**What this exercise asks:**
**A.** Decide whether each statement agrees with the broccoli article, answering yes or no and quoting the deciding words: (i) The broccoli sprout extract acts as a sunscreen by absorbing ultraviolet rays. (ii) The human experiments involved six healthy volunteers. (iii) The cells' protective system normally operates at about half capacity.
**B.** From the broccoli article, extract the passage running from "Talalay started working" up to and including "some anti-cancer effects.".

**Given passage:**

Broccoli may help fight skin cancer

(Agencies)
Updated: 2007-10-26 10:23

What's good for your diet may also guard against skin cancer.

Scientists have discovered that an extract of broccoli sprouts protects the skin against the sun's harmful ultraviolet rays.

That's not the same as calling the extract a sunscreen, however.

"This is not a sunscreen, because it does not absorb the ultraviolet rays of the sun," explained Dr. Paul Talalay, a professor of pharmacology and molecular sciences at Johns Hopkins University School of Medicine in Baltimore. "We don't want people covering their bodies with broccoli and going to the beach. They will have no protection whatsoever."

Exposure to ultraviolet or UV rays is the primary cause of most skin cancers. The incidence of skin cancer in the United States is on the rise as men and women who had too many sunburns earlier in life get older and develop the disease.

Talalay started working on skin cancer prevention about 25 years ago. "Cells contain an elaborate network of protective genes that code for proteins that protect against four principal injurious processes to which all of our cells are exposed and which are the causes of cancer, degenerative disease and aging," he explained.

Those four processes are: oxidation; DNA damage; inflammation and radiation, namely ultraviolet radiation.

The cells' protective system normally operates at about one-third capacity, so the real question is what would ramp up that system.

"Our strategy has been to find things that will boost the system," Talalay explained. Broccoli, in particular, has previously reported to have some anti-cancer effects.

"We looked in vegetables, and it turned out they had a rather large quantities of a compound that induced this system, particularly in cruciferous vegetables such as broccoli, cabbage, Brussels sprouts, et cetera," Talalay said.

The compound, called sulforaphane, is found in broccoli sprout extracts and was first identified by Talalay and his colleagues more than 15 years ago. Sulforaphane has been shown to inhibit tumor development in animals.

For this study, Talalay and his colleagues tested the compound in both mice and humans.

The human experiments involved six healthy volunteers. Each participant was exposed to UV radiation on two circles on their back that were either treated or not treated with different doses of broccoli extract.

[Items from a data source]

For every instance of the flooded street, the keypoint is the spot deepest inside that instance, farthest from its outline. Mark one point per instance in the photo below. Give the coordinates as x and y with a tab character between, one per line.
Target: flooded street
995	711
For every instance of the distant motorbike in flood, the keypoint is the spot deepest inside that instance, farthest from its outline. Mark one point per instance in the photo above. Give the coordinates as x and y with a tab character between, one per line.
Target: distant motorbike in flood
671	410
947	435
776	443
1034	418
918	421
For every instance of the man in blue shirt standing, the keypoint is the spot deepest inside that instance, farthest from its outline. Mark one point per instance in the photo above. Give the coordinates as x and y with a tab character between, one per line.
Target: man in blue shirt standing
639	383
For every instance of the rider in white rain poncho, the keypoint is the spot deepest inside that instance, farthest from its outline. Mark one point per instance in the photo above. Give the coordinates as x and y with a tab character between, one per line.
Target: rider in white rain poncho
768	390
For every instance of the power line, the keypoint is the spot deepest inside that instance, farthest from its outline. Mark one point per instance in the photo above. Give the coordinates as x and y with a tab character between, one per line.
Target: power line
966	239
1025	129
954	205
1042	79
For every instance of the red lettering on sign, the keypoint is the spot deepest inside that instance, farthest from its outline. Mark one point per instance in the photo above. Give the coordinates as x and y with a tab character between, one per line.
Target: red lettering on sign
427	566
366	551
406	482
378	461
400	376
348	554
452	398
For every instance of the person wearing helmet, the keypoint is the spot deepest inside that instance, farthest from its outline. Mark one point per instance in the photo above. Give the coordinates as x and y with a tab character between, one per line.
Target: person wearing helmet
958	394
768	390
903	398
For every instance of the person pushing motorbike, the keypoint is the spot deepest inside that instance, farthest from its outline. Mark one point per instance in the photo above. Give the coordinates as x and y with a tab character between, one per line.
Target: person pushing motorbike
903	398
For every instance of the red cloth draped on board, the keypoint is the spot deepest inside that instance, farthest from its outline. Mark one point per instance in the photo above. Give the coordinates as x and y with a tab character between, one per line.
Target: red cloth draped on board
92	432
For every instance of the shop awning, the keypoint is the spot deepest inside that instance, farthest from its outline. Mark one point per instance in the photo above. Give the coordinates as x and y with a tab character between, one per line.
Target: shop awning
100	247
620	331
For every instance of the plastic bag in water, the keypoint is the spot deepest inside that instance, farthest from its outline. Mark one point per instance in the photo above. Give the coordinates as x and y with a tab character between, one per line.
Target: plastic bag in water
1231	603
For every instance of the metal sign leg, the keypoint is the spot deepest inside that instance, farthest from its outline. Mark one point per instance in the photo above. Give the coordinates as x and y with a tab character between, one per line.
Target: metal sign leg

**Results for each task:**
**A.**
(i) No: "This is not a sunscreen, because it does not absorb the ultraviolet rays of the sun"
(ii) Yes: "The human experiments involved six healthy volunteers."
(iii) No: "The cells' protective system normally operates at about one-third capacity"

**B.**
Talalay started working on skin cancer prevention about 25 years ago. "Cells contain an elaborate network of protective genes that code for proteins that protect against four principal injurious processes to which all of our cells are exposed and which are the causes of cancer, degenerative disease and aging," he explained.

Those four processes are: oxidation; DNA damage; inflammation and radiation, namely ultraviolet radiation.

The cells' protective system normally operates at about one-third capacity, so the real question is what would ramp up that system.

"Our strategy has been to find things that will boost the system," Talalay explained. Broccoli, in particular, has previously reported to have some anti-cancer effects.